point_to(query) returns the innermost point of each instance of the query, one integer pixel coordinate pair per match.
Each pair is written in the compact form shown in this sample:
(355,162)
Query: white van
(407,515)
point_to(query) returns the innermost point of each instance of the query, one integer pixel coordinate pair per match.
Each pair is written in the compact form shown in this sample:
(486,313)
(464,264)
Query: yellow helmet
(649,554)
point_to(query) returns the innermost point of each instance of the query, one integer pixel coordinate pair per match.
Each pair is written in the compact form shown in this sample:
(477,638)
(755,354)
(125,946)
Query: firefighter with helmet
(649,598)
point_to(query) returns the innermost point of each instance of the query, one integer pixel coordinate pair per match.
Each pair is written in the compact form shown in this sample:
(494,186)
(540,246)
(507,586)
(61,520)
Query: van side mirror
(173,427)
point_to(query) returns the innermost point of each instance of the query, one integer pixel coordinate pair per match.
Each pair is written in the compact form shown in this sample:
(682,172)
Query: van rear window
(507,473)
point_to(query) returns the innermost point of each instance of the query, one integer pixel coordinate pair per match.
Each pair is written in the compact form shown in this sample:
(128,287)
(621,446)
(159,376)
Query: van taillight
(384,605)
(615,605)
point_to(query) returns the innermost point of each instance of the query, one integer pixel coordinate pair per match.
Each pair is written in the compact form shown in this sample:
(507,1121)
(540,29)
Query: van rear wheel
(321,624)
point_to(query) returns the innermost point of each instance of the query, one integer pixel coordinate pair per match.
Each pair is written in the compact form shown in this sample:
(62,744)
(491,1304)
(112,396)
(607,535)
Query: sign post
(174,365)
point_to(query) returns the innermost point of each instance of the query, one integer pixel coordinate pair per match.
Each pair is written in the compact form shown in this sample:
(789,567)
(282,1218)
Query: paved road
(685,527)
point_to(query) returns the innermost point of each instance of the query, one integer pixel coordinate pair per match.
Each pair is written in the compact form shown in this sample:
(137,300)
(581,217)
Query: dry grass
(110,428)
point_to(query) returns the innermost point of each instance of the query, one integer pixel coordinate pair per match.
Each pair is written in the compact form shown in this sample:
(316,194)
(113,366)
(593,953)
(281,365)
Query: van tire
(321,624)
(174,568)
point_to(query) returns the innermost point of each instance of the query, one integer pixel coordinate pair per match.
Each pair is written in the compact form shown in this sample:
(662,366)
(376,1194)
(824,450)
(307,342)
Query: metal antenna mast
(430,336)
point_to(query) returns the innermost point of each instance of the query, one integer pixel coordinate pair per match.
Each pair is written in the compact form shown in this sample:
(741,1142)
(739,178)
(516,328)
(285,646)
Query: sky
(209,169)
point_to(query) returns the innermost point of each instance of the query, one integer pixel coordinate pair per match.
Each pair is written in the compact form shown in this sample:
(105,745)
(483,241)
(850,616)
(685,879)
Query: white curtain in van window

-------------------------

- **What to do**: Transcribe the entries above so that nothing in them differs from the original.

- **Exercise response**:
point_to(query) returns the innermost point of each instance of the query, one integer pixel coordinate pair per match.
Each pair is written in the compact form shown in this sample:
(355,162)
Query: white van
(407,515)
point_to(query) returns the innermost point of each instance of the query, one integer pixel coordinate pair per match.
Each pair is written in the compact form shown in this sample:
(486,313)
(464,264)
Query: yellow helmet
(649,554)
point_to(query) returns the innermost point of each instance of the query, one integer pixel coordinate pair per match.
Each pair is written in the compact form shown in this sample:
(477,638)
(755,354)
(125,946)
Query: firefighter with helmet
(649,598)
point_to(query) returns the innermost point of each instance of the query, one integer pixel coordinate pair per match.
Each pair is written in the compact form shown in this sample:
(494,186)
(540,246)
(507,586)
(61,520)
Query: van side mirror
(173,427)
point_to(query) returns the innermost point of each instance of the query, one integer pixel coordinate pair per match.
Each pair is written in the compact form shown in this sample:
(682,172)
Query: van rear window
(507,473)
point_to(query) returns the innermost point of each instance of the query, one integer pixel coordinate pair per match.
Each pair is written in the compact form shown in this sample:
(128,287)
(621,446)
(159,376)
Query: van taillight
(384,605)
(615,605)
point_to(query) returns the innermost point of each instance of the query, one integer pixel coordinate pair per match.
Each pair is written in the compact form shown in this sample:
(507,1121)
(540,29)
Query: van rear wheel
(321,624)
point_to(query) returns the innermost point of each instance of the query, one integer pixel coordinate pair per match.
Each pair is written in the compact form shown in this sample:
(62,744)
(491,1304)
(112,396)
(607,535)
Query: sign post
(174,365)
point_to(query) returns the innermost point of each instance of the query, one integer pixel coordinate pair per match.
Each pair is written in the compact form shown in this sample:
(789,567)
(282,1218)
Query: paved road
(685,527)
point_to(query) returns the innermost point of each instance of the query, one integer pixel coordinate pair per match.
Each pair is written in the compact form shown in this sample:
(137,300)
(581,217)
Query: dry grass
(110,428)
point_to(query) returns the innermost point of each instance of the query, one integer pixel coordinate pair per match.
Each pair is written in the compact form shown in this sample:
(316,194)
(113,366)
(593,953)
(281,365)
Query: van tire
(321,624)
(174,568)
point_to(query) returns the innermost point of each instance of the query, one integer pixel coordinate pair per match.
Each pair is written in the compact form shown in this sample:
(662,366)
(376,1194)
(824,450)
(307,342)
Query: metal antenna mast
(430,336)
point_to(query) returns the innermost point of each instance of the query, one integer pixel coordinate pair per match.
Each pair is written in the compact form shown in this sample:
(741,1142)
(739,178)
(516,328)
(285,646)
Query: sky
(209,169)
point_to(query) returns the innermost point of each instance of the query, one integer pixel coordinate pair per match.
Each pair is written in the compact form shown in this sample:
(105,745)
(483,241)
(850,616)
(685,879)
Query: white curtain in van window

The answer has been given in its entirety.